[Input material — start]

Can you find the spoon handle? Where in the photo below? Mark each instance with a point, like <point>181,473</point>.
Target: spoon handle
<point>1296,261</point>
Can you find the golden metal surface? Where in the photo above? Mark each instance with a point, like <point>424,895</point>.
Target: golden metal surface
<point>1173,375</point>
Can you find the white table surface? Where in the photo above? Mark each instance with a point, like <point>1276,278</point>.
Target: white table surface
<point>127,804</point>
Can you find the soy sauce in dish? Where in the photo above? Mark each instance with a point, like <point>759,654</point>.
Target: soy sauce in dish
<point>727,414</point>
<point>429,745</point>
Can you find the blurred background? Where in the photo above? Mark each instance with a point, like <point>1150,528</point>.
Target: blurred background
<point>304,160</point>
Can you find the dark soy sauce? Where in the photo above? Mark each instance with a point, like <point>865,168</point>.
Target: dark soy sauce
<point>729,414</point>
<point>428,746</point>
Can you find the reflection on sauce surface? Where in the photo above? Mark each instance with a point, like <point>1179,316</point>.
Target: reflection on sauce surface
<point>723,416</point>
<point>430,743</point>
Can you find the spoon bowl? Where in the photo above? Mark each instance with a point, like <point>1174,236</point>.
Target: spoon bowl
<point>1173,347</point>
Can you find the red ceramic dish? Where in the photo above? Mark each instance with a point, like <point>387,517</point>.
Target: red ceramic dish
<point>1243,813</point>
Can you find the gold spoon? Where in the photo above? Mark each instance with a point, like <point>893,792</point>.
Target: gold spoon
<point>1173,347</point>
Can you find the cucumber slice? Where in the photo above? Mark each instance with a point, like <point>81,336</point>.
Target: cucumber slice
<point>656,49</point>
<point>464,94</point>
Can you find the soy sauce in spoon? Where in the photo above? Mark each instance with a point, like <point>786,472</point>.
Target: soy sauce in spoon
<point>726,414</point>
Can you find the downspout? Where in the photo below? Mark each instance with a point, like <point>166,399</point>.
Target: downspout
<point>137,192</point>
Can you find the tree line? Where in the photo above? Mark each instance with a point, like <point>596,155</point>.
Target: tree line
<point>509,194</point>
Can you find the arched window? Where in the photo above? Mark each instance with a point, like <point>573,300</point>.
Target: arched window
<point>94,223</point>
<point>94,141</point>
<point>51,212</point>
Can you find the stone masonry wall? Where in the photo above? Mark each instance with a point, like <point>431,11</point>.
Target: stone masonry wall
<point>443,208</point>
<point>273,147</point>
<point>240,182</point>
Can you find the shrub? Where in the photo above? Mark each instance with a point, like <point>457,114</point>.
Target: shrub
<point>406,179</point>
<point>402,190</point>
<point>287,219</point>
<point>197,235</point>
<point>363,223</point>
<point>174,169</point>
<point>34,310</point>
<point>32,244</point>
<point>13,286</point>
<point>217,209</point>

[Input material — finish]
[Input material — start]

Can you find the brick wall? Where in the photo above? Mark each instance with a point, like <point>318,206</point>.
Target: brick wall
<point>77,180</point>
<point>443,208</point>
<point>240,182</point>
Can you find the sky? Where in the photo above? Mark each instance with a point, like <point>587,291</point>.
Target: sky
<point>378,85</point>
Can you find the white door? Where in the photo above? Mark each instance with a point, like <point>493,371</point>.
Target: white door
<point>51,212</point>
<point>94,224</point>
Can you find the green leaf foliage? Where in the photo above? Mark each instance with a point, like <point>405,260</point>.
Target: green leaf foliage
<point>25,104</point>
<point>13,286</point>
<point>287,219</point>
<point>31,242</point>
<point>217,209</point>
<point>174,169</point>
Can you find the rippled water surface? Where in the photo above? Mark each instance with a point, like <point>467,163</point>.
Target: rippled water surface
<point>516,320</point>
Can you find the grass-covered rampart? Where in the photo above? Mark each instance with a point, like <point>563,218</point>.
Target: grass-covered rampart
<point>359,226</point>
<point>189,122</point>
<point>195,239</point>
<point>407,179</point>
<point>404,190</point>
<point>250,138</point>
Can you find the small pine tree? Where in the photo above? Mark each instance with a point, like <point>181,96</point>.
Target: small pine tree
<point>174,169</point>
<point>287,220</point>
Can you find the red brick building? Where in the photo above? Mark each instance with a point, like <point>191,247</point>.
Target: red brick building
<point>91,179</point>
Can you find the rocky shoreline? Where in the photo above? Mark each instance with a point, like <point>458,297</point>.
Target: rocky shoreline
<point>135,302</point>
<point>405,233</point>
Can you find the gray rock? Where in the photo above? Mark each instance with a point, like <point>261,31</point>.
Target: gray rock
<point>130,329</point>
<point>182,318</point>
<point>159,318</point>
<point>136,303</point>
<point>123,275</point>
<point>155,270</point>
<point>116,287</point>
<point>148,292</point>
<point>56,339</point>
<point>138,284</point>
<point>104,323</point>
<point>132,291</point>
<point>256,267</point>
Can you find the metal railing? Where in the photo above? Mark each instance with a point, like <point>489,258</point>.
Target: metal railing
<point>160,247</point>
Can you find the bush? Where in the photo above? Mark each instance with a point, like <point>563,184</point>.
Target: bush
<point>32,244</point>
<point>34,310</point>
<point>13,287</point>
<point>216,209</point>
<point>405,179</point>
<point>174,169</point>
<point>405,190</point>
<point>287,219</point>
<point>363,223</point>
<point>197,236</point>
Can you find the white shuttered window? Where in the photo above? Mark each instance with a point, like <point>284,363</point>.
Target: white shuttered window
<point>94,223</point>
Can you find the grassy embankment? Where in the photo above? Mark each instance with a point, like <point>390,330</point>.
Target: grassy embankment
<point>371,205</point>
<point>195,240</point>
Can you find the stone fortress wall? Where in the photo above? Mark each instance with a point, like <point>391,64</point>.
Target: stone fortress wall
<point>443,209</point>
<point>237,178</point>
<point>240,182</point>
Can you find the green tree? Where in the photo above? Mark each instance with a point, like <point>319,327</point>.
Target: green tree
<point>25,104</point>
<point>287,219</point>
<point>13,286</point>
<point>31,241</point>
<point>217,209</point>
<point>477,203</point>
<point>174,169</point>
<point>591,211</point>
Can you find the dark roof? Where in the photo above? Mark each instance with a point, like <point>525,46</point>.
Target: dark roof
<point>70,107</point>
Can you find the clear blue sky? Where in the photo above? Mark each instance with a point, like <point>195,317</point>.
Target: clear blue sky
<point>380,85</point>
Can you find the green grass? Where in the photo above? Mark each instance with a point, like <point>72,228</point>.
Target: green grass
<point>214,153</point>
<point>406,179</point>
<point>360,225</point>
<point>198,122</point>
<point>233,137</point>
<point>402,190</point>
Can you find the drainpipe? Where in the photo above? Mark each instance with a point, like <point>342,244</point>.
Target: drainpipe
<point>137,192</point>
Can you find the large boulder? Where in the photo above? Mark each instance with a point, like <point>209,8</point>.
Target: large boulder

[Input material — finish]

Work request: Your answer should be the lines above from the one containing "Target: stone fortress wall" through the one containing "Target: large boulder", copied exactly and with both ends kept.

The answer:
Target: stone fortress wall
<point>443,209</point>
<point>237,178</point>
<point>240,182</point>
Can you find the green tree? Where in the photo above? Mark each instance with a point, like <point>319,327</point>.
Target: green tree
<point>25,104</point>
<point>287,219</point>
<point>13,286</point>
<point>31,241</point>
<point>217,209</point>
<point>477,203</point>
<point>174,169</point>
<point>591,211</point>
Can you find the dark roof? Where in the photo above? Mark each instance with a point, like <point>525,46</point>.
Target: dark roof
<point>70,107</point>
Can you find the clear blue sky? Where in the photo above? Mark each instance with a point, like <point>195,317</point>.
Target: clear blue sky
<point>380,85</point>
Can you find the green grass? Where in the photo above? Mark each instance with a point, like <point>72,228</point>.
Target: green grass
<point>214,153</point>
<point>406,179</point>
<point>360,225</point>
<point>198,122</point>
<point>233,137</point>
<point>402,190</point>
Can you find the drainpipe? Where in the photo above? Mark each instance with a point, like <point>342,244</point>.
Target: drainpipe
<point>137,192</point>
Can you find the large boulder? Where in the photo above? Mark each instance with a point, like <point>209,8</point>.
Target: large boulder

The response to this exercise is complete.